§ **Goal of the exercise**
Copy every line of the records below word for word, leaving out the picture.

BEGIN Data extract

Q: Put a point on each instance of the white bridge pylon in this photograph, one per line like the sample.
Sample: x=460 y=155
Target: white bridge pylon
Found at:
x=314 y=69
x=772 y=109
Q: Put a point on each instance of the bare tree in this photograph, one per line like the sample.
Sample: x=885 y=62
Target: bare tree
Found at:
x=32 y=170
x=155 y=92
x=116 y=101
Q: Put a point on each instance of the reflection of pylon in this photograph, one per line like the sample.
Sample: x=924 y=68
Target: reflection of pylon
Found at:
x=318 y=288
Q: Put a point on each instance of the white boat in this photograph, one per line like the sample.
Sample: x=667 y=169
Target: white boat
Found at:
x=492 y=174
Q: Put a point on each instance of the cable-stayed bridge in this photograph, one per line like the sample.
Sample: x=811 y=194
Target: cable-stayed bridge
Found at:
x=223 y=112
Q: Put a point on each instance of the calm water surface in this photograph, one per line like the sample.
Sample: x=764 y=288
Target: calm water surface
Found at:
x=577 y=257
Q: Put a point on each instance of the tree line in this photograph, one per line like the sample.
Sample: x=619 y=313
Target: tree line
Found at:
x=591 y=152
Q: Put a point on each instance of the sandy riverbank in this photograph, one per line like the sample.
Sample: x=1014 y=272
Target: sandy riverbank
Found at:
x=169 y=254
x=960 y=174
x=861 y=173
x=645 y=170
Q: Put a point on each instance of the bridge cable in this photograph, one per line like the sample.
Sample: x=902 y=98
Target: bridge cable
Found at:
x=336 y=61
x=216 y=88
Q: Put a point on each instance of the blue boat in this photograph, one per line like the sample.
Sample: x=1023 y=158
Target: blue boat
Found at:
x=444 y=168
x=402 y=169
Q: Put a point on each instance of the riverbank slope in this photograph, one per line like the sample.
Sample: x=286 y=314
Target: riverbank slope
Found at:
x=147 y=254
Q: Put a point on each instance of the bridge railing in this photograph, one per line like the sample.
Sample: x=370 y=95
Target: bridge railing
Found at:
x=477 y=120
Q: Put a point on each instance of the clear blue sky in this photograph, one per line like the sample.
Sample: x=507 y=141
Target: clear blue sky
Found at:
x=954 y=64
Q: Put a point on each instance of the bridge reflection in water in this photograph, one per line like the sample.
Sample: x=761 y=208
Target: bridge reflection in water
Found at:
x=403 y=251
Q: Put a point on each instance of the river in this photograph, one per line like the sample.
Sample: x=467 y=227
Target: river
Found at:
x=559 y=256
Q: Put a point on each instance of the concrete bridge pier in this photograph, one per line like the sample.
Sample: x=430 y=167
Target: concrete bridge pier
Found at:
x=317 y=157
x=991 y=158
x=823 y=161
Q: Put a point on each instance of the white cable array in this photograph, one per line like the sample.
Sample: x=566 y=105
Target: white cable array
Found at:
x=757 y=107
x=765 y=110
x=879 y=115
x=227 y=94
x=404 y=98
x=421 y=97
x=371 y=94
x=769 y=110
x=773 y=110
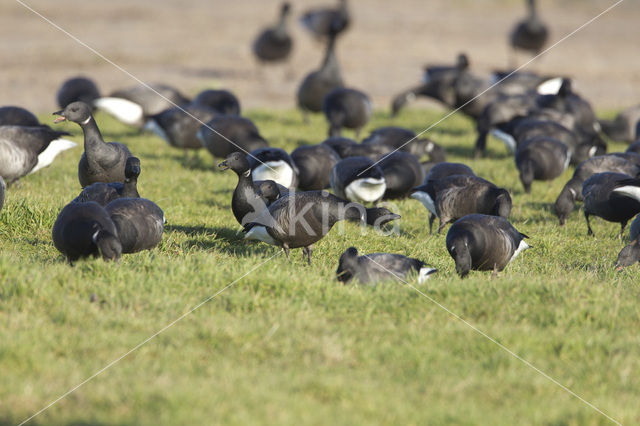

END Data extract

§ **Task answer**
Q: Put a point on each instance of the white bridge pylon in this photograph, one per line like the sample.
Sample: x=460 y=155
Target: white bridge pylon
Found at:
x=314 y=69
x=772 y=109
Q: Put a point on each instance of the bare tree in this photograph, one per line like the sample.
Sample: x=885 y=62
Target: bare tree
Found at:
x=32 y=170
x=155 y=92
x=116 y=101
Q: Put a point on each instance of the reflection of pylon in this photograph, one per line like the sample.
Sample: x=924 y=68
Target: reflection of pylon
Found at:
x=318 y=288
Q: Put a point on each instance of the white boat in this photograph, one per line like the sample.
Sample: x=667 y=169
Target: white boat
Found at:
x=492 y=174
Q: Put a point on each instance of the cable-stayed bridge in this photograph, one per line like the sample.
Sample: x=811 y=194
Target: cable-stayed bridge
Found at:
x=223 y=112
Q: Put a point on each instance of the calm water surface in this photograph, one per line like the sample.
Sample: x=764 y=288
Target: calm water surface
Found at:
x=577 y=257
Q: Put a point on each instance of the tree line in this photograph, one per line like the sample.
Sample: x=619 y=313
Target: tree line
Found at:
x=591 y=152
Q: Put a point on each instance of the sandy riverbank in this photograph, one per line like the sample.
Sample: x=1014 y=272
Target: sandy riverbank
Found at:
x=169 y=254
x=960 y=174
x=861 y=173
x=645 y=170
Q: Put a point on each instance of the bridge cable in this photograph, one per line like the sample.
Sample: x=902 y=98
Target: bridge cable
Found at:
x=336 y=61
x=216 y=88
Q: Put a point on each instance of the blue boat in this photograph, one per line like the sample.
Sample: x=1023 y=158
Target: blue boat
Found at:
x=444 y=168
x=402 y=169
Q: Put a point on each instance of the riverbank slope in this photograph, one per line like the sample.
Sample: x=286 y=314
Target: riverbank slope
Found at:
x=147 y=254
Q: Put a point on each instance of the bridge railing in this photograph, one per line like the sample.
Sample: x=370 y=95
Target: bridge railing
Found at:
x=477 y=120
Q: Put a point on each instance of the clear blue sky in this photograph, one per line like the sample.
Sample: x=507 y=141
Target: clear blue sky
Found at:
x=954 y=64
Q: Put a point on each instance of the bridge reflection in water in this photograph, one per line like the sample.
Sample: x=761 y=208
Target: bridge reflection in water
Found at:
x=403 y=251
Q: Put a point on each instance of the river in this photograph, one per line like the sample.
Sample: x=467 y=227
Target: river
Found at:
x=559 y=256
Q: Put a point on each instance of the concrete bridge pier in this photograph, one per line like the sample.
Sample: x=430 y=167
Target: concrete bridge pier
Found at:
x=317 y=157
x=991 y=158
x=823 y=161
Q: Put a point on each instance of the white cable array in this photograph, one per line like the sample.
Sample: x=566 y=105
Target: white cable array
Found at:
x=757 y=107
x=765 y=110
x=879 y=115
x=227 y=94
x=404 y=98
x=421 y=97
x=371 y=94
x=769 y=110
x=773 y=110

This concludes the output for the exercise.